Exercise instructions: Please copy exactly the lines that begin with the one containing "Point to the shoreline." and end with the last line of the entries.

Records provided:
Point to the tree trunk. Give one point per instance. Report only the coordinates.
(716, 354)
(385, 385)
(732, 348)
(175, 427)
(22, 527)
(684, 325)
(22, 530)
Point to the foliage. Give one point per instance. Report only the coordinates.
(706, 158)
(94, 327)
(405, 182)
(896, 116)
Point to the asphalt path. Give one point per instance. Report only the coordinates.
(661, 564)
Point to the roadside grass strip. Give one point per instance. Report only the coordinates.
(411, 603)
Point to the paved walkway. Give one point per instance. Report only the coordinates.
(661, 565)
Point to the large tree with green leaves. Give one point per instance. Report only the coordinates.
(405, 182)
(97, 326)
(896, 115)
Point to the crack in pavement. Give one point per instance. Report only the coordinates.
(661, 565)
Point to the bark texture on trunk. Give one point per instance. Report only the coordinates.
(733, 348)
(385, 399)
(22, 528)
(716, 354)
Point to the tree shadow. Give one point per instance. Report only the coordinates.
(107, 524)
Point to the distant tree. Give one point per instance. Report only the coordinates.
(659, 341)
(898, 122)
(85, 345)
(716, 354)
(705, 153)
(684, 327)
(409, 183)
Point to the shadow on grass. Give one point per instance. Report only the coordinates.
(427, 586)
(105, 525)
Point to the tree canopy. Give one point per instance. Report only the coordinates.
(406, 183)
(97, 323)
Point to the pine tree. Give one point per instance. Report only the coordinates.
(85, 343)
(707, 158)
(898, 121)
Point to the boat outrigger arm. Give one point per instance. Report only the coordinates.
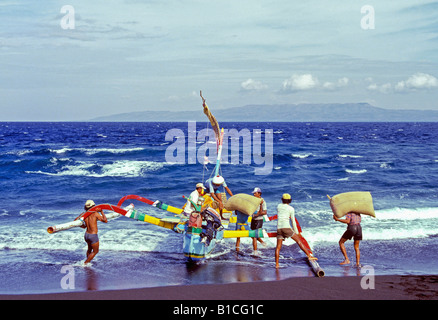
(129, 212)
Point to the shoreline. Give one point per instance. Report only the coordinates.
(386, 287)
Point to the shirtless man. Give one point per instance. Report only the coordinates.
(91, 237)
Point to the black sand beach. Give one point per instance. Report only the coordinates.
(395, 287)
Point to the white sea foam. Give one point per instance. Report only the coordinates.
(92, 151)
(121, 168)
(349, 156)
(301, 155)
(355, 171)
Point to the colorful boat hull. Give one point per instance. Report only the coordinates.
(195, 250)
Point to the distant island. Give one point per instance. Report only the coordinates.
(335, 112)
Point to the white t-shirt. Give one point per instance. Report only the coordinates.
(284, 213)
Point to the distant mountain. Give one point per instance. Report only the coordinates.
(336, 112)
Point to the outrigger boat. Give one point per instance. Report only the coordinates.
(199, 241)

Result of the task:
Point to the shoreline. Give one point per instance. Report only the coordinates.
(386, 287)
Point to the shirtless man. Give one point per instance. Report only the coordinates.
(91, 237)
Point to the black sand beach. Give one point per instance. Report only the coordinates.
(395, 287)
Point to the white sea foam. Give one point per instance. Report only the coordinates.
(92, 151)
(121, 168)
(349, 156)
(301, 155)
(355, 171)
Point to the colorful boat hull. Give one point per instance. Report only the coordinates.
(195, 250)
Point to the distant island. Give one point per instance. Report only the coordinates.
(335, 112)
Point to the white t-shirt. Give one point per instance. Report only the coordinates.
(284, 213)
Point to the distant mountain. Give one point per instance. Report only the coordinates.
(336, 112)
Point to the outrigger boat. Give one point per instance. Report only the coordinates.
(199, 241)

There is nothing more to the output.